**AIM:** Rewrite the items in the stretch from the line containing "Target: amber drink" through the end of the items, changing "a single point" to "one point" and keeping everything else the same.

**Dataset items:**
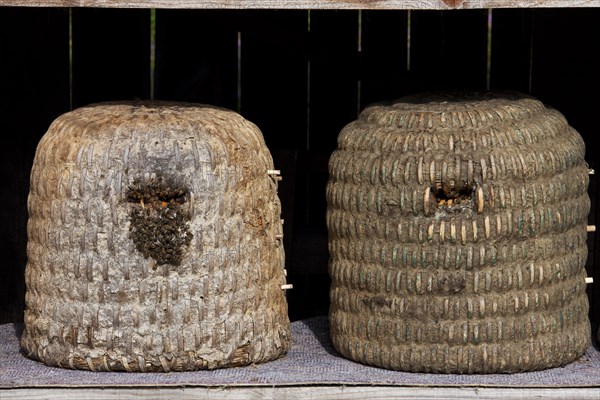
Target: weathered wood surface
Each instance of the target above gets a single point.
(307, 4)
(308, 392)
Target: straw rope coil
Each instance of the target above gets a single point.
(152, 242)
(457, 234)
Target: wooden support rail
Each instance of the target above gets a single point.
(308, 4)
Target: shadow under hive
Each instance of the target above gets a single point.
(457, 234)
(154, 241)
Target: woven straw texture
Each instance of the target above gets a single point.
(457, 234)
(154, 242)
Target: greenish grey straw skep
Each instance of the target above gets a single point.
(457, 236)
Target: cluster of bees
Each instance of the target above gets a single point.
(158, 220)
(447, 195)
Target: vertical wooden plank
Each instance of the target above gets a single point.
(34, 89)
(111, 55)
(448, 50)
(565, 67)
(383, 53)
(511, 49)
(196, 56)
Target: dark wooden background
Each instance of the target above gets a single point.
(299, 75)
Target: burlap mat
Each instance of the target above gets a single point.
(311, 361)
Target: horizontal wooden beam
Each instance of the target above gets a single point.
(307, 4)
(342, 392)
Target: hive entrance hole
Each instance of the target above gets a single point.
(158, 219)
(451, 194)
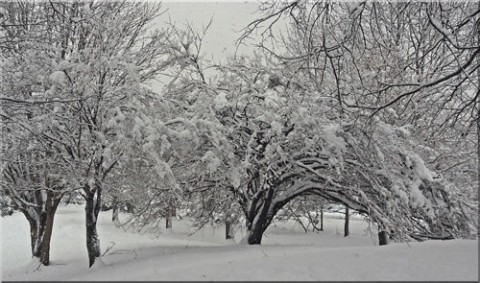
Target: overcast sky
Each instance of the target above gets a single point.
(229, 17)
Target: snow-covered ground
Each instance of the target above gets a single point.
(287, 253)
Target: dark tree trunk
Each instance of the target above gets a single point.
(260, 220)
(168, 222)
(41, 229)
(115, 209)
(92, 208)
(346, 230)
(51, 208)
(382, 238)
(229, 228)
(321, 219)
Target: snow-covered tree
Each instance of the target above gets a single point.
(88, 62)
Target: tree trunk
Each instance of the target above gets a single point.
(229, 228)
(115, 209)
(256, 233)
(382, 238)
(261, 220)
(168, 222)
(41, 228)
(50, 208)
(346, 230)
(321, 219)
(92, 208)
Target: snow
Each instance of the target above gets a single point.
(287, 253)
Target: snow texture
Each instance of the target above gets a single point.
(286, 254)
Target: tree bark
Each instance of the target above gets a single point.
(382, 238)
(229, 228)
(50, 208)
(41, 227)
(261, 219)
(321, 219)
(92, 208)
(168, 222)
(115, 209)
(346, 230)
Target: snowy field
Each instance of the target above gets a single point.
(287, 253)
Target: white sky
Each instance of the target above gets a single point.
(229, 17)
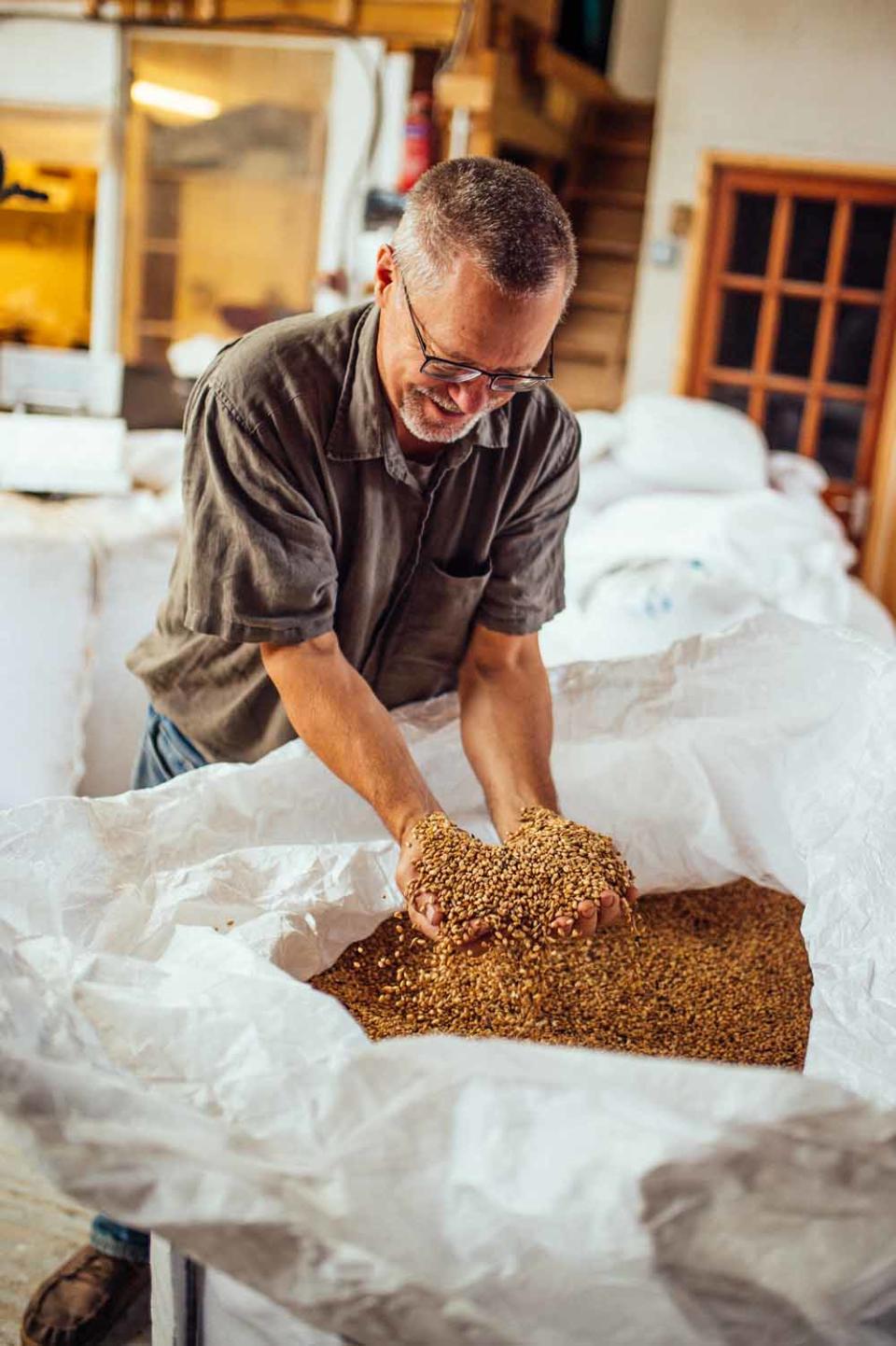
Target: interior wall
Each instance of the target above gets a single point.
(636, 46)
(49, 61)
(791, 78)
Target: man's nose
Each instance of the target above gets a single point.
(472, 396)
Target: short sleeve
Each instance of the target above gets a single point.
(259, 557)
(526, 584)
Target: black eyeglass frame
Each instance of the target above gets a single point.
(515, 383)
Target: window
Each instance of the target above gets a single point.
(224, 186)
(795, 314)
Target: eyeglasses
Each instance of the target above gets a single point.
(453, 372)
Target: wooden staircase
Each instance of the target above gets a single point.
(606, 194)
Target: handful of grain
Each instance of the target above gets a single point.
(517, 890)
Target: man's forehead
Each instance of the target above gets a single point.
(508, 332)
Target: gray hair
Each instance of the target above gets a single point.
(500, 216)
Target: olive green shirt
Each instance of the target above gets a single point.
(301, 517)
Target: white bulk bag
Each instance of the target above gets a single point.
(455, 1191)
(689, 444)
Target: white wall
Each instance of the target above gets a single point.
(798, 78)
(46, 61)
(636, 46)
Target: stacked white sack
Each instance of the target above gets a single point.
(685, 526)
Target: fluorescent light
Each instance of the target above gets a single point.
(173, 100)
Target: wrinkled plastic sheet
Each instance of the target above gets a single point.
(173, 1069)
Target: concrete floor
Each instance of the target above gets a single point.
(39, 1227)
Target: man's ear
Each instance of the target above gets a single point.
(385, 274)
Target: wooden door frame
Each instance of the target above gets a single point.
(878, 552)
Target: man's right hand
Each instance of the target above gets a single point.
(424, 910)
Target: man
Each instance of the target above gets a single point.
(375, 506)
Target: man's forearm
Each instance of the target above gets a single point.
(506, 724)
(335, 712)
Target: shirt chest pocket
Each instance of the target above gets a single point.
(428, 639)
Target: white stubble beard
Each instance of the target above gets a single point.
(411, 412)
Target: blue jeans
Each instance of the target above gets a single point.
(164, 752)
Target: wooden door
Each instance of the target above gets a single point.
(797, 307)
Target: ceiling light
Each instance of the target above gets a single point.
(148, 94)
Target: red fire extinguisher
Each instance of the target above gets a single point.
(420, 151)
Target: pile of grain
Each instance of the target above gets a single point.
(718, 974)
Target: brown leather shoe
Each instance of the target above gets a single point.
(84, 1300)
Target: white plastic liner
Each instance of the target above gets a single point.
(444, 1190)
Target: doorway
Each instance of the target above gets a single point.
(795, 314)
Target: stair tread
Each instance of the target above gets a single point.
(623, 197)
(600, 299)
(621, 147)
(609, 248)
(579, 352)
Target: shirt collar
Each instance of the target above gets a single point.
(362, 426)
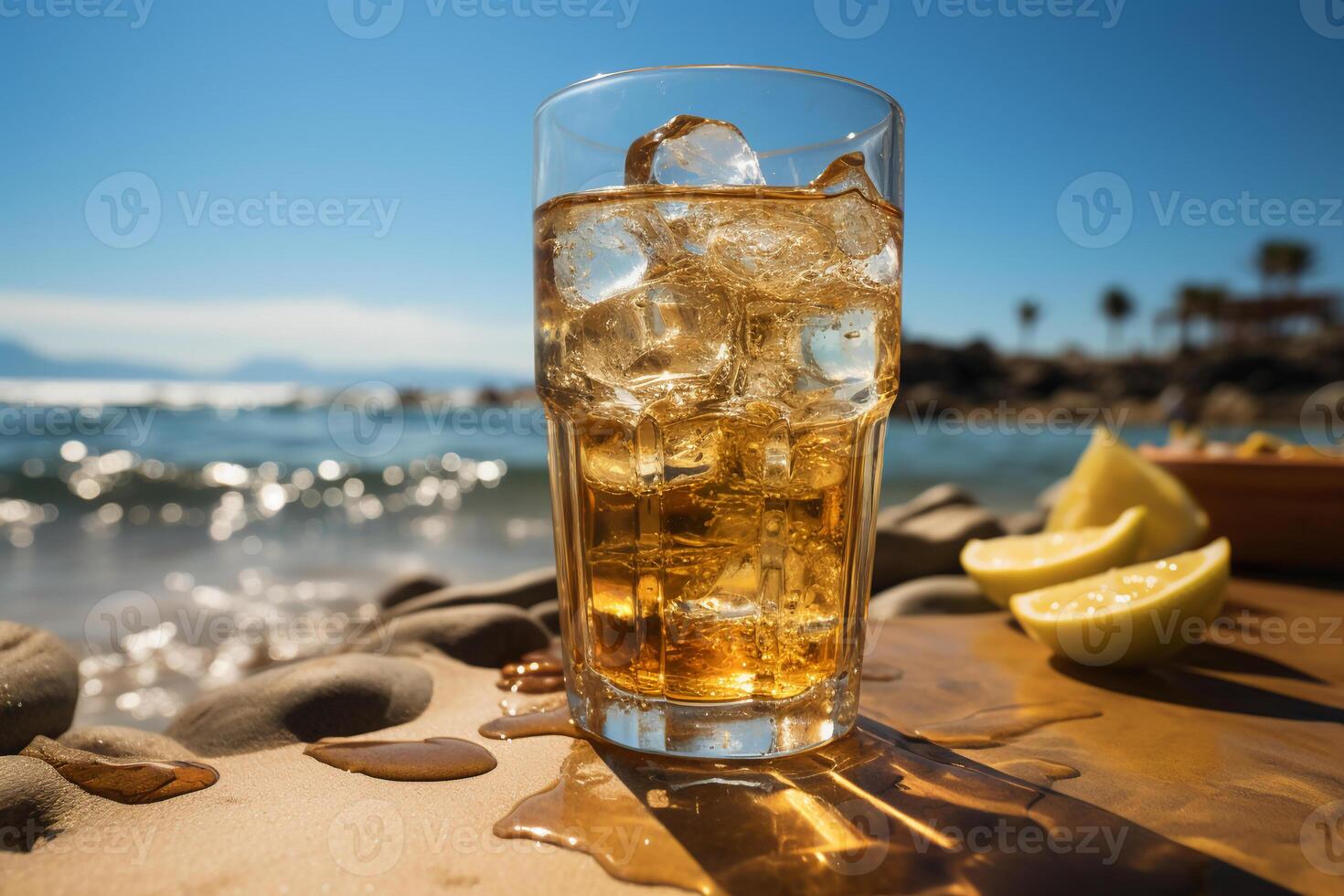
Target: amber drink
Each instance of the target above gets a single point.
(718, 355)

**WRITTEN ANSWER:**
Target: amber drink
Each instance of the target above gets one point.
(718, 355)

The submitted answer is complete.